> **What the exercise asks**:
Type out all the records once more, exactly.

> **The data**:
■ ■ ■
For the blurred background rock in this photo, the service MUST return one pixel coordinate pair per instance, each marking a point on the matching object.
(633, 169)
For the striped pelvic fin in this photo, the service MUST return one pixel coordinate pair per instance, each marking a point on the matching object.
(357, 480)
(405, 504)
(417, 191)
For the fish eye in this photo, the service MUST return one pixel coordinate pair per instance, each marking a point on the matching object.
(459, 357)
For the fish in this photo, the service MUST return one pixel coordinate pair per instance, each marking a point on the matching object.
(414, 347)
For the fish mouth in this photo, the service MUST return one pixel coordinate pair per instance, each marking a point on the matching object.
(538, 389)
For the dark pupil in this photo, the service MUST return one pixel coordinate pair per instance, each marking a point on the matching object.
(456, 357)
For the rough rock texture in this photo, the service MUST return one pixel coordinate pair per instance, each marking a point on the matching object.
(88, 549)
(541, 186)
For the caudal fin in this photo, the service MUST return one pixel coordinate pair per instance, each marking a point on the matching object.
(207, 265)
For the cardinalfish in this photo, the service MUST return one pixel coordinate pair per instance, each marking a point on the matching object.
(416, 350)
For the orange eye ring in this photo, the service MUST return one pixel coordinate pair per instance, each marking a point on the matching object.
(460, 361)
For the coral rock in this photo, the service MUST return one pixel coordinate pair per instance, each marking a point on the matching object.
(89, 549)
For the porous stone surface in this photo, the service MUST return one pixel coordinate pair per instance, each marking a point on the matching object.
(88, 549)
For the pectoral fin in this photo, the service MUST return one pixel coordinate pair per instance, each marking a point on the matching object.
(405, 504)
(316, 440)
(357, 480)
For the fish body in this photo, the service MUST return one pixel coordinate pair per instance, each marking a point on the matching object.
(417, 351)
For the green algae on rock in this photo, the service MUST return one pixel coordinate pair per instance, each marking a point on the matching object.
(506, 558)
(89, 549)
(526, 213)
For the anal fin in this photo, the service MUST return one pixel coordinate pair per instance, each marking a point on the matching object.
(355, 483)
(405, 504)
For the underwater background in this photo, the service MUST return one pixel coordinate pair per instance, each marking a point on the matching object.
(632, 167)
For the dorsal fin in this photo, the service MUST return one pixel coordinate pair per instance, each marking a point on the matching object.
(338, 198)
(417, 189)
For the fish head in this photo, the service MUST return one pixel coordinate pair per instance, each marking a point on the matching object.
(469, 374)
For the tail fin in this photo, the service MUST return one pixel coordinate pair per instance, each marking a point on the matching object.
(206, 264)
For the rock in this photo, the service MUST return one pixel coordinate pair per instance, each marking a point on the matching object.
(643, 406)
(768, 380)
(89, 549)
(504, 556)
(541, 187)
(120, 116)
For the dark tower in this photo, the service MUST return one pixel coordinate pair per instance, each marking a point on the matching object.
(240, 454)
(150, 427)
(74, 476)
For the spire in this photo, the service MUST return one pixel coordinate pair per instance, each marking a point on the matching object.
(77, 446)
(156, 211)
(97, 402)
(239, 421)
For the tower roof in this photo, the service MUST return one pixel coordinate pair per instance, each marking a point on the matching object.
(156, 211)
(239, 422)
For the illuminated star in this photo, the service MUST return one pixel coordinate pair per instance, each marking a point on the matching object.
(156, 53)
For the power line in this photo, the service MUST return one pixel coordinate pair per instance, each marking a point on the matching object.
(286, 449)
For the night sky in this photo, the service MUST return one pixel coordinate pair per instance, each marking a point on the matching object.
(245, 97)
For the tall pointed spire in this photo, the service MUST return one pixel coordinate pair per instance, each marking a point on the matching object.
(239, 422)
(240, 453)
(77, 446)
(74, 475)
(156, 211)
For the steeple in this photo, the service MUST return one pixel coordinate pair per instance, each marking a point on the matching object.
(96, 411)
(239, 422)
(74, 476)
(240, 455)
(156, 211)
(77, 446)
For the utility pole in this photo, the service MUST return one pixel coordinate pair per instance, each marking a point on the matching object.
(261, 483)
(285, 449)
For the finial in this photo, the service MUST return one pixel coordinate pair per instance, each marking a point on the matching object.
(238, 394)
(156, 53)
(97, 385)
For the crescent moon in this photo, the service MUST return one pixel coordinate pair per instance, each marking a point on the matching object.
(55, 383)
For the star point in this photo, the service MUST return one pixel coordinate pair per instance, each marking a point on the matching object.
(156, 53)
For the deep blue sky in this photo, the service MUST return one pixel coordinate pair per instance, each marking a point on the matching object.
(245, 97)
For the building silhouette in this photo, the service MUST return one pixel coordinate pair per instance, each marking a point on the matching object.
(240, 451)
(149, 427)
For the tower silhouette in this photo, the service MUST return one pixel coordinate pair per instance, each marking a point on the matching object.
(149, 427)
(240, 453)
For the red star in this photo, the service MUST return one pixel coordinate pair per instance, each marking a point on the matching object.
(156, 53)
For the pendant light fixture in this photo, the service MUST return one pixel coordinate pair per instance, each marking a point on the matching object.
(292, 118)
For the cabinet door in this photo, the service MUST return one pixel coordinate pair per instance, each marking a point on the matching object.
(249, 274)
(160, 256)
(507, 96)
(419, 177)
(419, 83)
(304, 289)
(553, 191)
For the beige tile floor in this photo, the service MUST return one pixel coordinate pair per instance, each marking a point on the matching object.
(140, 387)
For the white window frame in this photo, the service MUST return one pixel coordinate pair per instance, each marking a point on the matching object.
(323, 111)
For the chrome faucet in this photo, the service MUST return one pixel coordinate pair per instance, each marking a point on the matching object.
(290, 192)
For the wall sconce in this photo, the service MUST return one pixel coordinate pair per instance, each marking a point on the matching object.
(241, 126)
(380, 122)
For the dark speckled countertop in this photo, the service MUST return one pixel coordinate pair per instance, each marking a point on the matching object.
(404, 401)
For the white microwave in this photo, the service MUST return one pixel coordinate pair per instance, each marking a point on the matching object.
■ ■ ■
> **Your response**:
For the blurred background rock in this photo, the service MUST return one pixel coordinate pair per instance, each marking a point on the matching object.
(633, 169)
For the striped pelvic fin in this photo, the service MUST return one pixel coordinate pair per instance, each marking a point on the matching object.
(357, 480)
(405, 504)
(417, 191)
For the fish eye in this photo, the service MUST return one pixel coordinate pair per instance, each marking a point on the matching object.
(459, 357)
For the fish in this photo, the service MUST return one pixel coordinate pair per instance, each marking a point on the matching object.
(414, 347)
For the fish mouth in this photo, the service MUST return one pixel coordinate pair per instance, each marking a point on the matching object.
(538, 389)
For the dark pupil in this photo, the service MUST return one pixel coordinate pair per instance, each marking a point on the matching object.
(456, 357)
For the rough rock texture in this photo, the service MUST return one pixel coordinate pair per instance, each marking a point on the matching object.
(88, 549)
(541, 186)
For the caudal fin in this photo, the service MUST return one pixel coordinate pair per instance, each marking a point on the matching object.
(207, 265)
For the cardinalfish in this photo, the service MUST return one pixel coordinate pair per instance, each marking a point on the matching object.
(416, 350)
For the orange eye ring in this photo, the service MUST return one pixel coordinate pair per instance, each marking a point on the matching object.
(460, 361)
For the coral rock in this photo, the service MUST return one pixel coordinate pair per instance, each marking a point on the matching object.
(89, 549)
For the porous stone surface in this photo, the service MUST return one pixel coordinate pair per instance, each marking a point on the matching object.
(88, 549)
For the pectoral fin in this photo, the service MUST return one pixel coordinate pair per instance, each marking a point on the matching object.
(405, 504)
(316, 440)
(357, 480)
For the fish body in this photo, the service MUST return one pixel coordinate pair per instance, each marking a point on the matching object.
(417, 351)
For the green algae on rock in this photo, the service MUST return one pixel coordinate pair per instance, each marking a point on the matching object.
(506, 558)
(89, 549)
(526, 213)
For the anal fin in this photo, the service MUST return one pixel coordinate pair per instance, each marking a point on the matching object.
(355, 483)
(405, 504)
For the underwater background in this photo, the service MUST return one pixel coordinate pair per instance, each marking a point on the matching object.
(632, 167)
For the dorsal fin in this photo, the service MUST return one pixel coordinate pair per instance, each marking a point on the matching object.
(338, 198)
(417, 189)
For the fish head in this photo, the service MUST return one pixel coordinate pair per instance, each marking a point on the matching object.
(469, 374)
For the tail fin in this photo, the service MUST return one pixel coordinate pair per instance, each marking a point on the matching object.
(206, 264)
For the rock in this photo, the service MUST return one pixel coordinate pair per instance, each marking a point on the matching object.
(643, 406)
(768, 380)
(89, 549)
(504, 556)
(541, 187)
(120, 116)
For the dark tower in this photo, the service MUST return one pixel coordinate pair per instance, each marking a point on the matching object.
(240, 454)
(150, 427)
(74, 476)
For the spire in this photo, the service MUST return one pixel coordinate pair per instance, each marking a point on the matching object.
(77, 446)
(156, 211)
(97, 402)
(239, 421)
For the tower roof in this photo, the service MUST return one pixel coordinate pair per instance, each marking a point on the matching object.
(156, 211)
(239, 422)
For the illuminated star in this photo, the service MUST return one pixel coordinate pair per instance, each marking a point on the matching object.
(156, 53)
For the power line in this photo, the service MUST return one pixel coordinate pair per instance, each marking a point on the matching object.
(286, 449)
For the night sky in this photo, the service MUST return one pixel coordinate pair per instance, each marking a point on the matching object.
(245, 97)
For the tall pointed spire in this photo, the service MUST return one pixel coordinate pair per instance, each marking a point on the matching object.
(239, 422)
(240, 453)
(77, 446)
(74, 475)
(156, 211)
For the steeple in this photo, the service MUST return one pixel coordinate pair per instance, each marking a point on the matching object.
(96, 411)
(239, 422)
(74, 476)
(240, 455)
(156, 211)
(77, 446)
For the utility pole in this photo, the service MUST return one pixel coordinate pair per instance, each marking a point on the matching object.
(261, 483)
(285, 449)
For the finial in this photo, the service MUST return one pixel coordinate pair per instance, each marking a point on the matching object.
(238, 394)
(156, 53)
(97, 385)
For the crescent moon in this photo, the service MUST return one pixel coordinate pair per instance, each marking a point on the matching object.
(55, 383)
For the star point in this photo, the service MUST return one pixel coordinate pair per instance, each marking a point on the matching object.
(156, 53)
For the deep blue sky in this photo, the service MUST return one pixel coordinate pair per instance, each marking a point on the matching object.
(245, 97)
For the building silhouette in this photo, the service MUST return one pixel coordinate pair per instance, each marking a point on the matching object.
(240, 451)
(149, 427)
For the tower silhouette in this photo, the service MUST return one pixel coordinate pair per instance, each marking a point on the matching object.
(149, 427)
(240, 453)
For the red star in this photo, the service MUST return one pixel coordinate pair per instance, each marking a point on the matching object.
(156, 53)
For the pendant light fixture in this photo, the service MUST return one pixel coordinate pair per instance, each marking a point on the matching object.
(292, 118)
For the cabinet door in this photo, the service MUST return one pixel coordinate pair per instance, each marking a point on the matching object.
(249, 274)
(160, 256)
(507, 96)
(419, 177)
(419, 83)
(304, 289)
(553, 191)
For the beige tile floor in this photo, the service MUST return one pixel coordinate pair per instance, each marking a point on the matching object.
(140, 387)
For the white window frame in this photo, the service MUST return one pixel coordinate pair per instance, each marking a point on the matching object.
(323, 111)
For the chrome faucet in this photo, the service MUST return one pixel coordinate pair per instance, each marking a point on the matching object.
(290, 192)
For the wall sconce in this photo, the service MUST return one pixel coordinate pair per instance, each marking a point on the matching object.
(241, 126)
(380, 122)
For the dark speckled countertop in this photo, the service MUST return one pixel coordinate pair per instance, each marking a point on the matching object.
(404, 401)
For the white microwave in this photo, the service MUST return one pixel coordinate pair per instance, each marking a point on the matching object.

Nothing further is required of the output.